■ **What to produce**:
In everything from the line containing "In the photo above, where can the van side" down to the line containing "point(106, 360)", switch "gravel ground" to "dirt ground" and write those lines out again with nothing else changed.

═══ Material to process ═══

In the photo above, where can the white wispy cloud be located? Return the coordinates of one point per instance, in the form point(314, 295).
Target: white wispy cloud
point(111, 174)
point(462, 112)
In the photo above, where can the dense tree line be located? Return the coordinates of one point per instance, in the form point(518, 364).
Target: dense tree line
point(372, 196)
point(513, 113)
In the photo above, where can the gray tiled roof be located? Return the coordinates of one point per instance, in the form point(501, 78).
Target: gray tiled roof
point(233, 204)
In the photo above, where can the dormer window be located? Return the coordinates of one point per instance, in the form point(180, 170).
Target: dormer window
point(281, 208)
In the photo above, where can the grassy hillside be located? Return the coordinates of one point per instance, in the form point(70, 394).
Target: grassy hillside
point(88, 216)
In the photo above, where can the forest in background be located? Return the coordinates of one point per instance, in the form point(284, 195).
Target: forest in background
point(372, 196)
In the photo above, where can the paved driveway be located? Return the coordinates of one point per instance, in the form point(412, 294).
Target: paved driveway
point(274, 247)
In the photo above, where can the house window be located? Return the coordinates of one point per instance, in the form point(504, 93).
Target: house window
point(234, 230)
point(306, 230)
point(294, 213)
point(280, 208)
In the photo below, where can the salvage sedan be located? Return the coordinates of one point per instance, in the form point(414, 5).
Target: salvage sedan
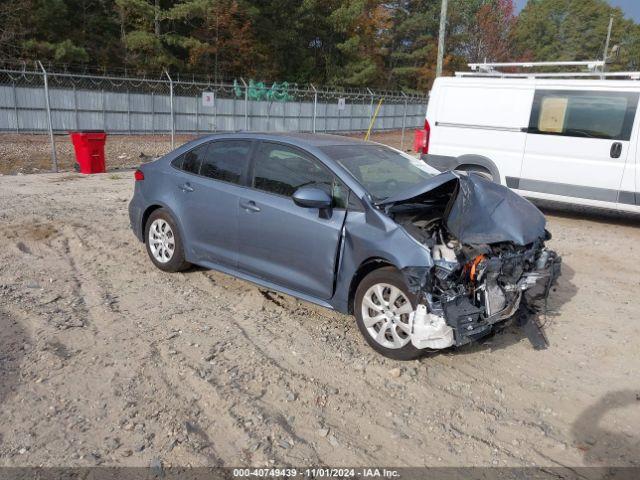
point(424, 260)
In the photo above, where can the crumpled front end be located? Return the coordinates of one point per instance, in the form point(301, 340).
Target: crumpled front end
point(490, 262)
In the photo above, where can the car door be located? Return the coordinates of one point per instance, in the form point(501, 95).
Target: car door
point(210, 186)
point(292, 246)
point(577, 144)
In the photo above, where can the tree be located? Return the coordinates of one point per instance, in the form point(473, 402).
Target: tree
point(413, 45)
point(217, 36)
point(141, 33)
point(492, 34)
point(549, 30)
point(365, 27)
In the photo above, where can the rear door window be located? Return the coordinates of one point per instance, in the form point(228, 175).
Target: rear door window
point(226, 160)
point(282, 170)
point(190, 161)
point(587, 114)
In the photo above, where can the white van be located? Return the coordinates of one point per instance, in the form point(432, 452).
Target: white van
point(563, 139)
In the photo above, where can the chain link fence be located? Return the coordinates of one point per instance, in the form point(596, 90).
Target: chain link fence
point(37, 101)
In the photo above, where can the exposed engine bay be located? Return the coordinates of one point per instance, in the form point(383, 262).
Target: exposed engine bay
point(473, 286)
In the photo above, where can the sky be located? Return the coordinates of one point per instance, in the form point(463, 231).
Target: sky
point(631, 8)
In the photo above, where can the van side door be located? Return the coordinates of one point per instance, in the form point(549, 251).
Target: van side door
point(577, 145)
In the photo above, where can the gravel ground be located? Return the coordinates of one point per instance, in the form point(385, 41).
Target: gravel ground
point(21, 153)
point(106, 360)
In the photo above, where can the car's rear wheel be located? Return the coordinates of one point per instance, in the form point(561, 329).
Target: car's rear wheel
point(382, 306)
point(164, 244)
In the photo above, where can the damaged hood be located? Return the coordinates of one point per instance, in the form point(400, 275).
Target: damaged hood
point(480, 211)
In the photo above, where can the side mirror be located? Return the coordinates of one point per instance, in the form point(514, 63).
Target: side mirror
point(312, 197)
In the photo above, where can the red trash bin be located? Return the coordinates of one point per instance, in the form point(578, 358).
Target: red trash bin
point(89, 148)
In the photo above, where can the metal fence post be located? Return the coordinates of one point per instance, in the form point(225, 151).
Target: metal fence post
point(246, 104)
point(315, 107)
point(54, 157)
point(173, 123)
point(404, 121)
point(370, 104)
point(15, 105)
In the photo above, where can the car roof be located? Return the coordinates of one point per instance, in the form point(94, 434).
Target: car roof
point(294, 138)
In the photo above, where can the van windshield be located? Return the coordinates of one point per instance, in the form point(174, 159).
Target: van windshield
point(382, 171)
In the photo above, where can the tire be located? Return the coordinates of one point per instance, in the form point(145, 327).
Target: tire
point(163, 241)
point(388, 336)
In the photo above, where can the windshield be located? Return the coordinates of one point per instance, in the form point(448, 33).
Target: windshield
point(382, 171)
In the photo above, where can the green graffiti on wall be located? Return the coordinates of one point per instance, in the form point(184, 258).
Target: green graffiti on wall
point(259, 91)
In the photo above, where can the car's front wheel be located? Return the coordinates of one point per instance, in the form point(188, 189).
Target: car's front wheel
point(164, 244)
point(382, 306)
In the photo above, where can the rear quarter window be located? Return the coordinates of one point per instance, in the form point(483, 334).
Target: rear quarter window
point(587, 114)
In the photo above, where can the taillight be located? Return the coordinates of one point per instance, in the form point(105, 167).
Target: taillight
point(421, 139)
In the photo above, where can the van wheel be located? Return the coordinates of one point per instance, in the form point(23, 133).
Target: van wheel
point(483, 172)
point(382, 306)
point(163, 241)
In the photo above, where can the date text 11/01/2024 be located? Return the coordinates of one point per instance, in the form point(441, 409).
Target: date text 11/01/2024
point(316, 472)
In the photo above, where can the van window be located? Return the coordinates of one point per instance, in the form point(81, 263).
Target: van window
point(607, 115)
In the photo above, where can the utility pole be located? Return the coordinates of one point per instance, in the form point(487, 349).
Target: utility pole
point(606, 44)
point(443, 24)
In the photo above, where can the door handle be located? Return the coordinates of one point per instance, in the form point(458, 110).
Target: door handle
point(250, 206)
point(616, 150)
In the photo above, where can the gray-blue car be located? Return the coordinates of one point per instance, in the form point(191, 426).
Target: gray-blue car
point(424, 260)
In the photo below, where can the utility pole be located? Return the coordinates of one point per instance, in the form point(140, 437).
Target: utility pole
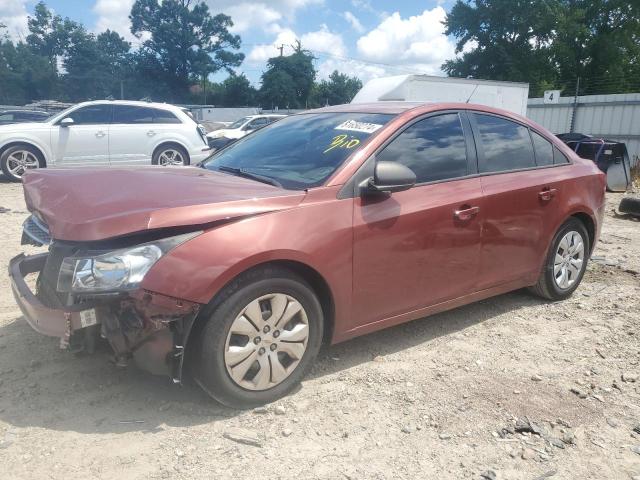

═══

■ **Answer**:
In the photo above, where can the van side door be located? Return the coordinates of one point per instance, in the form point(549, 251).
Target: van side door
point(577, 145)
In the photo above, where can the dirt ground be located? Return the coordinates of one point per instance, in the form point(385, 41).
Target: dirt ground
point(21, 153)
point(106, 360)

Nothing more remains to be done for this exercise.